Actions to take
1/ In the news article about the Dutch envoy's farewell to Indonesia, what new post is van Roijen leaving Jakarta to take up?
2/ Extend the news article about the Dutch envoy's farewell to Indonesia, picking up after its last sentence.

Quoted passage
==============================

Thu, 03 Nov 1994

Dutch envoy van Roijen bids farewell to Indonesia

By Linawati Sidarto

JAKARTA (JP): When Ambassador Jan Herman Robert Dudley van Roijen began his tenure here in early 1992, relations between the Netherlands and Indonesia were at a low ebb. Two months earlier the Netherlands had frozen its aid to Indonesia, in a protest against the Dili incident in November 1991.

"Some of my Indonesian friends said I'd arrived here at a low point, which is good psychology because things could only improve, and they did," reminisced van Roijen, who will be leaving Jakarta this week to take a new post as ambassador for the United Kingdom and Iceland.

In some ways van Roijen is a special envoy to Indonesia as his family name is ingrained in the nation's history. His father Dr. J.H. van Roijen was one of Netherlands' most important diplomats in post World War II. He signed the Roem-Roijen agreement in 1949, which preceded the official transfer of power from the Dutch to the Indonesians and presided over the pulling out of the Dutch troops from Dutch New Guinea, now Irian Jaya.

Jan Herman Van Roijen said it was his father who inspired him to join the diplomatic corps.

"When I was six years old, I actually wanted to be a zoo director," said the ambassador, who was born in 1936.

Van Roijen said his knowledge of Indonesia and its people assisted him in getting through his first difficult months here.

==============================

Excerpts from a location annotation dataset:
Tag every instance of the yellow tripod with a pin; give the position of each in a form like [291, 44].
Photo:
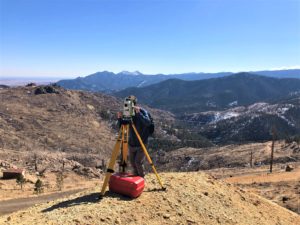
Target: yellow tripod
[122, 144]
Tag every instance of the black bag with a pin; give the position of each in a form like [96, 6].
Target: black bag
[151, 127]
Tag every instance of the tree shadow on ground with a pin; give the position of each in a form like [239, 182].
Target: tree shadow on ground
[86, 199]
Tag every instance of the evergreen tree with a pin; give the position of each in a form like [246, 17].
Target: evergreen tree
[21, 181]
[38, 186]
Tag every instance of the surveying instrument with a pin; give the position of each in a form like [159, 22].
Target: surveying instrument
[122, 144]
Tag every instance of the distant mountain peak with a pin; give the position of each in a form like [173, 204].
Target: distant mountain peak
[134, 73]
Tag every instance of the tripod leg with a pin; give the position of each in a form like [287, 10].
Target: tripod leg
[112, 162]
[124, 146]
[147, 155]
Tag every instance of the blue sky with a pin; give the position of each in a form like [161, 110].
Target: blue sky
[55, 38]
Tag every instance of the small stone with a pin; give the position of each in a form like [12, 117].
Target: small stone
[166, 216]
[118, 221]
[191, 221]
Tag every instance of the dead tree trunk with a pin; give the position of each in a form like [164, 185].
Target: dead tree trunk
[272, 148]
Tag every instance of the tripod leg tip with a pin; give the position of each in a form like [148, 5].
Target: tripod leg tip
[100, 197]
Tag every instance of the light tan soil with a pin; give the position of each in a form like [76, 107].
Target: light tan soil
[191, 198]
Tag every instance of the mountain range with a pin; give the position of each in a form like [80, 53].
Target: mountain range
[179, 96]
[110, 82]
[248, 123]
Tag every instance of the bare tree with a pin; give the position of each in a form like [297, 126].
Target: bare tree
[274, 133]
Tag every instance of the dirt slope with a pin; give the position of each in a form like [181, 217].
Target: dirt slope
[191, 198]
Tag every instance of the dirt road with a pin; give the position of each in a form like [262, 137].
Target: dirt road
[14, 205]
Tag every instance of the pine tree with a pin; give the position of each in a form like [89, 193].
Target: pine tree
[21, 180]
[38, 186]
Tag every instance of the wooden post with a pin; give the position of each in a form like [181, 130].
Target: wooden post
[272, 148]
[251, 158]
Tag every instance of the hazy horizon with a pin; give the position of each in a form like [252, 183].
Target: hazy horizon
[76, 38]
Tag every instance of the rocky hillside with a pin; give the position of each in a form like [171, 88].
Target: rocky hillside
[248, 123]
[191, 198]
[229, 156]
[46, 118]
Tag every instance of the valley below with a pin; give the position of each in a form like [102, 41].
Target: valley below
[72, 133]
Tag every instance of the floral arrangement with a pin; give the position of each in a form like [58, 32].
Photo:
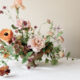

==============================

Written answers
1/ Ambassador for the United Kingdom and Iceland.

2/
In March 1992, barely a month after he presented his credentials, he was summoned by then senior economic minister Radius Prawiro and told about Indonesia's decision to reject further Dutch aid, and the demand for the dissolution of the Inter-Governmental Group on Indonesia, a western aid donor consortium chaired by the Netherlands.

This was Indonesia's pointed response towards developmental aid being tied to its human rights record, in the wake of the 1991 Dili tragedy.

"This (decision) came to us rather unexpectedly. We didn't know the Indonesian government was going to take this measure.

"It was no longer business as usual. In the beginning, we really had to make an effort at the Embassy to mount an offensive, to talk with virtually everybody, to explain that the Netherlands hoped all other elements of the relationship would be enhanced."

According to Frans Seda, chairman of the Indonesia Netherlands Association, van Roijen was quite successful in isolating the aid issue and preventing that from spreading to other areas.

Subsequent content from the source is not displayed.